== Data supplied

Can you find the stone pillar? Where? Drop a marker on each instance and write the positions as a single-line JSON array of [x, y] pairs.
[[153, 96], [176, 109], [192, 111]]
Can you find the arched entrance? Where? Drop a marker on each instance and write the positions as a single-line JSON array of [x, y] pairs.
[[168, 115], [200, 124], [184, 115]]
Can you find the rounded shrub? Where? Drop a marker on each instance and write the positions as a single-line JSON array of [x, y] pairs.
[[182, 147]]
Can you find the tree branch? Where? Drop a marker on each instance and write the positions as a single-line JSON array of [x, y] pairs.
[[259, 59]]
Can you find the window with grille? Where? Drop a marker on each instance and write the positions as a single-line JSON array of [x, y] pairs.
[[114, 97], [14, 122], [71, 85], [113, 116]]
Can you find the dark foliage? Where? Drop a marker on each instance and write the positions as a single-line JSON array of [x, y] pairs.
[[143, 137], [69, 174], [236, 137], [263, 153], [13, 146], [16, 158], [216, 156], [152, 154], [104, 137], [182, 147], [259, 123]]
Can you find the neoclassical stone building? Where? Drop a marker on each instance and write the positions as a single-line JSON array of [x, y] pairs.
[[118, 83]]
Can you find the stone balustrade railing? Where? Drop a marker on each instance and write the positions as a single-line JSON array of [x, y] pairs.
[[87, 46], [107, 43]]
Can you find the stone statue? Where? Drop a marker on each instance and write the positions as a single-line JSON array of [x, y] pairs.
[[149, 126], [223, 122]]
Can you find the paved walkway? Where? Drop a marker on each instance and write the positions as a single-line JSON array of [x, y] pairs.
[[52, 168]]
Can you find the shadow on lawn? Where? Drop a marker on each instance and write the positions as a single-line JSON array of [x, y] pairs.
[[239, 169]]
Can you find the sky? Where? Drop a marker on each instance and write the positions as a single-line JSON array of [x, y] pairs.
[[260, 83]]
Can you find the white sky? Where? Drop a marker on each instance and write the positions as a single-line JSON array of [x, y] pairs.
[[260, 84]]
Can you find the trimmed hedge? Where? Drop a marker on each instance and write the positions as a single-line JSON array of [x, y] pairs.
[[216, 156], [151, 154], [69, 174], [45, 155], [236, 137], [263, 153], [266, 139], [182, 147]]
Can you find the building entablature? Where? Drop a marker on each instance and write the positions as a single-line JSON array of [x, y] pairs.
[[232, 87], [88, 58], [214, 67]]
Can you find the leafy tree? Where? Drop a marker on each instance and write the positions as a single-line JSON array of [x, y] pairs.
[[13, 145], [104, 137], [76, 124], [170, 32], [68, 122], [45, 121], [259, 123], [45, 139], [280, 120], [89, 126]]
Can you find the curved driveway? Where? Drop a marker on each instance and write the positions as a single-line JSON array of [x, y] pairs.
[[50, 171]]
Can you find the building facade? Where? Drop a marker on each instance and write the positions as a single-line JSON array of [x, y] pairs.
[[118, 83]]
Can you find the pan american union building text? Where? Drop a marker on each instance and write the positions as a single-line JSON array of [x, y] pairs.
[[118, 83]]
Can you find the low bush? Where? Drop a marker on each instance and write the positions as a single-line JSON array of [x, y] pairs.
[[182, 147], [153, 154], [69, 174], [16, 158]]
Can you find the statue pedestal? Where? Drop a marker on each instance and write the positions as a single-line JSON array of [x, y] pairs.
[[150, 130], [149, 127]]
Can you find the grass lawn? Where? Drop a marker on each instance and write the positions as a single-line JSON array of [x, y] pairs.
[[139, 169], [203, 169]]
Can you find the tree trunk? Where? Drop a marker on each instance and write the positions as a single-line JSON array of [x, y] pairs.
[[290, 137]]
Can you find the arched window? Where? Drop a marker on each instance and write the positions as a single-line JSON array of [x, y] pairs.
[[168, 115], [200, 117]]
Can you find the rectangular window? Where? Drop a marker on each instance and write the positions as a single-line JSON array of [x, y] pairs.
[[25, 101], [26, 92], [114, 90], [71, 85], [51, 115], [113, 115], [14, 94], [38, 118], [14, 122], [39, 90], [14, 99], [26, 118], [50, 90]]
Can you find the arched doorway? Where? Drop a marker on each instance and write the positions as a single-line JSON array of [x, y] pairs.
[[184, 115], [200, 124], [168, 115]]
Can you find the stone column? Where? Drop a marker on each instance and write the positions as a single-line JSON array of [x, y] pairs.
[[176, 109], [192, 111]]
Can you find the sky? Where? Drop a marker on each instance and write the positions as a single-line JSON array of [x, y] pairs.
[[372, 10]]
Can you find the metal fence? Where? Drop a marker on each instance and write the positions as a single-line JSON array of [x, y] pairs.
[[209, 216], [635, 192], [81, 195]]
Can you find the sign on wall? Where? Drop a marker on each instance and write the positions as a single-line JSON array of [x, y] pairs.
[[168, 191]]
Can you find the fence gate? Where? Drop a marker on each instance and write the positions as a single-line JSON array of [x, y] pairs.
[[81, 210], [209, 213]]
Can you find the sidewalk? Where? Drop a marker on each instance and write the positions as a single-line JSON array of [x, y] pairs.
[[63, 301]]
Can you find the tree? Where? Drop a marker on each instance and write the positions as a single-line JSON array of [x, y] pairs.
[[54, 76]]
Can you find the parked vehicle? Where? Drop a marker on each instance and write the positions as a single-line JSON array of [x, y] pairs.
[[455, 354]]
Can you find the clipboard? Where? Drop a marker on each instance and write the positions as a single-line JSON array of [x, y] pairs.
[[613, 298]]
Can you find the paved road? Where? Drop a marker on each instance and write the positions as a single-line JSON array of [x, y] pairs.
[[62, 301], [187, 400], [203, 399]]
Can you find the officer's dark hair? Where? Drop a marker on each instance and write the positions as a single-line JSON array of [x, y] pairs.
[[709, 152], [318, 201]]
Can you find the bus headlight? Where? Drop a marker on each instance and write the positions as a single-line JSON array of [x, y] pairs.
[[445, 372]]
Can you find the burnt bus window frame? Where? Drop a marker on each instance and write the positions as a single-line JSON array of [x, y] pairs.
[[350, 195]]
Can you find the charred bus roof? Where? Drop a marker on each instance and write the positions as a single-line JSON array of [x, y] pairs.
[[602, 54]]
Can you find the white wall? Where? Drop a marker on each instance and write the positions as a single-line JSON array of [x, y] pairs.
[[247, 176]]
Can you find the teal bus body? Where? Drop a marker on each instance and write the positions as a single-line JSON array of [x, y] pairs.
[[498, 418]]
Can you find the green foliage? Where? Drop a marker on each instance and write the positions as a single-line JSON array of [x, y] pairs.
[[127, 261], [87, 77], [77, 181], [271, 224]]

====

- [Task]: The answer must contain only the lines from the one with "Can you find the paved road?" to the end of the entries above, each written out exactly.

- [Response area]:
Can you find the paved road? Where? Drop a marker on each instance and write the positions as a single-line JSON array of [x, y] pairs.
[[62, 301], [187, 400], [203, 399]]
Can you find the officer's dark hair? Where? Drop a marker on each instance and write the positions as a single-line JSON array of [x, y] pairs.
[[709, 152], [318, 201]]
Can you find the bus headlight? Where? Drop a marker on each instance and write the positions as a single-line JSON array of [x, y] pairs.
[[445, 372]]
Can you find the burnt bus window frame? Where? Drop a marker on each instance and write the positions as a single-line JSON array of [x, y] pairs.
[[350, 195]]
Can you find the charred bus roof? Where? Drop a marker on each instance and write the positions as a single-line JSON array of [x, y] pairs.
[[602, 54]]
Can you find the white wall? Where? Drop a marker on each instance and write the positions as a single-line JSON array of [x, y] pairs.
[[247, 176]]
Can you find the teal bus body? Where? Drop a marker on each instance and write the positions as a single-line JSON array of [x, y] pairs.
[[498, 418]]
Can you find the green foliage? Where? Drop a marker on each instance and write the positions as a single-line JSON array of [x, y] pairs.
[[127, 261], [87, 77], [77, 181], [271, 224]]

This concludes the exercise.